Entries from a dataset
# # # # # # #
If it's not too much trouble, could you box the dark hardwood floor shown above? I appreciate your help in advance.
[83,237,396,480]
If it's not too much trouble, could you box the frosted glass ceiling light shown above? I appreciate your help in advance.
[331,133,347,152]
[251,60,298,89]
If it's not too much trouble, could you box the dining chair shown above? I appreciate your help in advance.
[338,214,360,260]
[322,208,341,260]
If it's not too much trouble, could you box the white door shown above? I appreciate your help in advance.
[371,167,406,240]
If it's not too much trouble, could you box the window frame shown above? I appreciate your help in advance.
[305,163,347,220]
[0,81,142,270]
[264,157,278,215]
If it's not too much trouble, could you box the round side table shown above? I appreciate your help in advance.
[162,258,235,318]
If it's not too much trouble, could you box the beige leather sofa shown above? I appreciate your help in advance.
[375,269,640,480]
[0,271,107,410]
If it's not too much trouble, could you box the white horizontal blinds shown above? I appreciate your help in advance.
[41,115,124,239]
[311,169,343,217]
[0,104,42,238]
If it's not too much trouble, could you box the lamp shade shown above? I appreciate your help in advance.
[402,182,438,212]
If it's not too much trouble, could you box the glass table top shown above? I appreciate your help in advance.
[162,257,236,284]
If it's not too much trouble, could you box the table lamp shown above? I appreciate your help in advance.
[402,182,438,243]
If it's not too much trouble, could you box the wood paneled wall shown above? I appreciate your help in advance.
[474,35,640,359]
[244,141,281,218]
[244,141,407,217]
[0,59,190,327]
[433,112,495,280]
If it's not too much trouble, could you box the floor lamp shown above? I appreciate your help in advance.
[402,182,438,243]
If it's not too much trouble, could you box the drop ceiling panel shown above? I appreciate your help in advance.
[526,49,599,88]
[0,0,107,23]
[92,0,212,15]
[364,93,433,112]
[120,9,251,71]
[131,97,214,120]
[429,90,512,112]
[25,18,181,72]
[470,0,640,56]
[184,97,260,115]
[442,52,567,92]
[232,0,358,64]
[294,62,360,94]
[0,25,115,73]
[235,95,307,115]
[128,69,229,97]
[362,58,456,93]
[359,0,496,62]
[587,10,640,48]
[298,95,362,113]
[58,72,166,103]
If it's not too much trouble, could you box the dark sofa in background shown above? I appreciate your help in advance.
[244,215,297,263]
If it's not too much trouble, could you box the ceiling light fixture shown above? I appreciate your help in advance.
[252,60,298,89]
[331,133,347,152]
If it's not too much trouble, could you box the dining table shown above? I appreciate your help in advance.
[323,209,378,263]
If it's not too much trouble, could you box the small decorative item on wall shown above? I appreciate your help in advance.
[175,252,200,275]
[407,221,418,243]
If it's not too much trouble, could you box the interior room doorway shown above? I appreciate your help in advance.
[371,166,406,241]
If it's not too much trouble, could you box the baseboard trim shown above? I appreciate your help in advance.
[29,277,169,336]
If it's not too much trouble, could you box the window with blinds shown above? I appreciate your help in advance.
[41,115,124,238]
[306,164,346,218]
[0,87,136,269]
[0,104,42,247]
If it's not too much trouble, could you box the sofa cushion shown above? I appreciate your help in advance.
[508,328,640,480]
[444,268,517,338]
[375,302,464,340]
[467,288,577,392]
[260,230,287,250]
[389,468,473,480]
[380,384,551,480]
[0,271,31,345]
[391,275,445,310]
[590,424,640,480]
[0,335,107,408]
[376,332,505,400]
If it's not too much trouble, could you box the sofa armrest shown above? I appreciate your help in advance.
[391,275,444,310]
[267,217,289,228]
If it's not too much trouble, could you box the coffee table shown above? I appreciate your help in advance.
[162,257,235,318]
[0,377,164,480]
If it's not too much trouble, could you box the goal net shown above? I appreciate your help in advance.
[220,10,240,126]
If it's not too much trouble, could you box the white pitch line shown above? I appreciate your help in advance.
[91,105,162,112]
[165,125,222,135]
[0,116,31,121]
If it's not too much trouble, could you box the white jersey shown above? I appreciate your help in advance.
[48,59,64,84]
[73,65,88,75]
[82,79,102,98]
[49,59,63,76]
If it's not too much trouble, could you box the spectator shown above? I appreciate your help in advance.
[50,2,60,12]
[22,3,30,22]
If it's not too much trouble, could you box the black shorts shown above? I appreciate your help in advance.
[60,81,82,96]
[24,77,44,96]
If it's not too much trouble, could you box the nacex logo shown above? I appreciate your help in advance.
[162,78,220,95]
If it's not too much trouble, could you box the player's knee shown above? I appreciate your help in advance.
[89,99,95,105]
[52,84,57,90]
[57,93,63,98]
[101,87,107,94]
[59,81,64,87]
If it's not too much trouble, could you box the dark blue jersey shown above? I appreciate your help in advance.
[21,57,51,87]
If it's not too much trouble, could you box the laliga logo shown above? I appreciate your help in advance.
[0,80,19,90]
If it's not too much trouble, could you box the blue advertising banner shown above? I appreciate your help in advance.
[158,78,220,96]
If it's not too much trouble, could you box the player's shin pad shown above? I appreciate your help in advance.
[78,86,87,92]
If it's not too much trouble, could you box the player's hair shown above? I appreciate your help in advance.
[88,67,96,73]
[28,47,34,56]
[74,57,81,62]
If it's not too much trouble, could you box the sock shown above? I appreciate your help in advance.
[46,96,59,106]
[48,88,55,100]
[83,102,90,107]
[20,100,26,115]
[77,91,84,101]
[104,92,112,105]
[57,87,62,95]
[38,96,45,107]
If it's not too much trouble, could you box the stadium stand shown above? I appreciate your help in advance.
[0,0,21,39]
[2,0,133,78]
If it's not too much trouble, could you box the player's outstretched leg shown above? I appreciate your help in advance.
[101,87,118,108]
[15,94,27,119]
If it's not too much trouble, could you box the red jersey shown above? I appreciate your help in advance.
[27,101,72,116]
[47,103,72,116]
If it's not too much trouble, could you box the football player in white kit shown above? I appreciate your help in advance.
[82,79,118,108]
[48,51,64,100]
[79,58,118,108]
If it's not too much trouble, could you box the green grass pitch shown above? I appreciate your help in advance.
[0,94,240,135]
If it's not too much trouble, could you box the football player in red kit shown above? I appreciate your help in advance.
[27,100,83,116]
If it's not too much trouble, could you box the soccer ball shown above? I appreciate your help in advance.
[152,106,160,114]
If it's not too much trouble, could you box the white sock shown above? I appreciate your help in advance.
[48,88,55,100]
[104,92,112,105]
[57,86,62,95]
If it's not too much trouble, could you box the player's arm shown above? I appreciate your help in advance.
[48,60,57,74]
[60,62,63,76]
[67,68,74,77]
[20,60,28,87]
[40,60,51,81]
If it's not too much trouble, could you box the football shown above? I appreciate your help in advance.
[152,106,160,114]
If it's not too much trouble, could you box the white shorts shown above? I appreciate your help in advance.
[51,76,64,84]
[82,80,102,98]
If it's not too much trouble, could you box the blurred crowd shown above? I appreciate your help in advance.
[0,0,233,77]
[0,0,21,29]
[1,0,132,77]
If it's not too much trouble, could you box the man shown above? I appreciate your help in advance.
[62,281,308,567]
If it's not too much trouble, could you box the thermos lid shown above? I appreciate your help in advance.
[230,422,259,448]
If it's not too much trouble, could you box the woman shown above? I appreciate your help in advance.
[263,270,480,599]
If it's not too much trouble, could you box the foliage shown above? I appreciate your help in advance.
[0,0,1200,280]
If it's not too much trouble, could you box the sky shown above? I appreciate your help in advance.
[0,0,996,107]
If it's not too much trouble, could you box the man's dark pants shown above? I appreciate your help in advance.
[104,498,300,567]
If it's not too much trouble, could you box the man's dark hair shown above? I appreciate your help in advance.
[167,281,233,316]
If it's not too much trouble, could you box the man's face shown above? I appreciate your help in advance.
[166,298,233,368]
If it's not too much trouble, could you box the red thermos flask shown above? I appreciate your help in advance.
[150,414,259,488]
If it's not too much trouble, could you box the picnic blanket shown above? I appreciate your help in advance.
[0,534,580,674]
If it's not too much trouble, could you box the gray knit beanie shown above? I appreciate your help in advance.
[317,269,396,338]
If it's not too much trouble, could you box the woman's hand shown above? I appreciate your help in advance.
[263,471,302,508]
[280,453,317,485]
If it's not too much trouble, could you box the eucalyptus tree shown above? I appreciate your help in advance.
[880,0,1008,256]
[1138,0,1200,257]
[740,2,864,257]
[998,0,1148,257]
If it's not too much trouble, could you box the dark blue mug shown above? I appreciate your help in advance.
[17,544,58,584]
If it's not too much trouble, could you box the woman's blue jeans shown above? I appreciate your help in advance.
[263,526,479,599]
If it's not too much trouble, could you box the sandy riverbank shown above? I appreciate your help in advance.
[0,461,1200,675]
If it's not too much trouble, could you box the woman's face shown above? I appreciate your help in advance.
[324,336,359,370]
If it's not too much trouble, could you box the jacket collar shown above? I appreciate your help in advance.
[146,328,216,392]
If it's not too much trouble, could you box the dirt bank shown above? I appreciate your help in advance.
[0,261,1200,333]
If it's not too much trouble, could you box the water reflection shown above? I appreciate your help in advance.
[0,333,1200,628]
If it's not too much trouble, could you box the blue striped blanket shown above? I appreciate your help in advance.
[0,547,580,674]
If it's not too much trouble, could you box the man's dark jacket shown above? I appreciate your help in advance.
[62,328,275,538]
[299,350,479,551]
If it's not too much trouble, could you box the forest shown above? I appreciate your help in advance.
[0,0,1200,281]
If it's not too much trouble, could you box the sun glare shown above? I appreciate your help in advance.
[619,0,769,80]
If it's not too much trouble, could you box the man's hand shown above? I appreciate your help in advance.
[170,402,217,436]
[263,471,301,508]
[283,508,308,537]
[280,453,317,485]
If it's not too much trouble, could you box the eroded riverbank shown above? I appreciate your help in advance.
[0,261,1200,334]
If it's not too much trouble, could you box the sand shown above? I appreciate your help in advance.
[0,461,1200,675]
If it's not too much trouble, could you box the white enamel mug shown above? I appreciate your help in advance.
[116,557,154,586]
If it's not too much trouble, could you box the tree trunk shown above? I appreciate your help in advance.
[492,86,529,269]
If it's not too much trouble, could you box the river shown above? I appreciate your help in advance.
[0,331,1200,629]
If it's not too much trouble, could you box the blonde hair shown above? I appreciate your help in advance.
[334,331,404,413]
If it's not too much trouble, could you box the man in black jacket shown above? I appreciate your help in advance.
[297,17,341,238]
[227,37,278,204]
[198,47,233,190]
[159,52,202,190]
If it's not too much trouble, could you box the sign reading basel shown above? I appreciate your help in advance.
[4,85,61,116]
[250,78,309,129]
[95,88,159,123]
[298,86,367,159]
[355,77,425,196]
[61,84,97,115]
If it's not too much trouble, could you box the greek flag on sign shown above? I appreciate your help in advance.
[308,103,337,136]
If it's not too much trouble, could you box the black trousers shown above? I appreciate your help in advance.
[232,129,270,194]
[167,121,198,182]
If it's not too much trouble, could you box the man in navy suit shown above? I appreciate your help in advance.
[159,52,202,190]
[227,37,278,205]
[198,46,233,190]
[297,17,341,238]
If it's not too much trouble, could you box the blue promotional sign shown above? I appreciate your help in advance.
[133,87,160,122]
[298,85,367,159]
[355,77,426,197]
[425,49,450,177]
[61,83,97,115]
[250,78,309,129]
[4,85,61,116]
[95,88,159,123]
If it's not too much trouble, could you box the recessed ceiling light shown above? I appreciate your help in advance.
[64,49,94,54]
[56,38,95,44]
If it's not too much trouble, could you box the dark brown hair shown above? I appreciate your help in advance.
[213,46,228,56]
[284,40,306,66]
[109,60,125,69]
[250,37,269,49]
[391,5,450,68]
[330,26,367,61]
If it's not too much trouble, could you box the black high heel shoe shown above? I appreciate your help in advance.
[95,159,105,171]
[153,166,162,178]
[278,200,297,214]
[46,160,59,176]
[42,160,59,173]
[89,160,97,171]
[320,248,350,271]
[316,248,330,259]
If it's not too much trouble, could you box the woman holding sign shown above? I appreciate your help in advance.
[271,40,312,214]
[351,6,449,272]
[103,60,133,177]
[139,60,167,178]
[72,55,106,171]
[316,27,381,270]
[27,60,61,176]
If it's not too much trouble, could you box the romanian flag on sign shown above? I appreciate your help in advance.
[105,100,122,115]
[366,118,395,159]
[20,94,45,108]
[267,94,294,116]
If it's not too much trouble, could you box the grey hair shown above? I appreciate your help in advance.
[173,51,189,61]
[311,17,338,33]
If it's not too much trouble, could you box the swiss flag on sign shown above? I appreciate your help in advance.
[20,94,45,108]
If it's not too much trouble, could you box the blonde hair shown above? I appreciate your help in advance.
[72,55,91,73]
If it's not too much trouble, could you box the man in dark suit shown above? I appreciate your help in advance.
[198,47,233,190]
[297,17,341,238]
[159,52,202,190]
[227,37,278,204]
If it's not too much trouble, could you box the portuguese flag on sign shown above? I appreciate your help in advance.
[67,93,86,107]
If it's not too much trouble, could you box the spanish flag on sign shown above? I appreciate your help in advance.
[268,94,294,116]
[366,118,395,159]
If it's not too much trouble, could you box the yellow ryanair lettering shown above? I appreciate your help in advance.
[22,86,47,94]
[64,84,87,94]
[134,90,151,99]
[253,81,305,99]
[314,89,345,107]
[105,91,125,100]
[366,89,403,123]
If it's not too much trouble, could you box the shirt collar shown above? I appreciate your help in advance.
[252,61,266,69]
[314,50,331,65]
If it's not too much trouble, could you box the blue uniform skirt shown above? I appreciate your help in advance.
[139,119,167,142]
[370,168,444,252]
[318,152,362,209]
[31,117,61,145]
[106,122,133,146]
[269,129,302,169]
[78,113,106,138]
# # # # # # #
**Requirement**
Find each line in the material above that contains the word "blanket" and copy those lines in full.

**Correct output**
If it's not too much trouble, could you box the picnic blanket shown above? I appreciate your help in advance.
If it's not too much trouble, could you box the blue striped blanket shown above? I appreciate your help in advance.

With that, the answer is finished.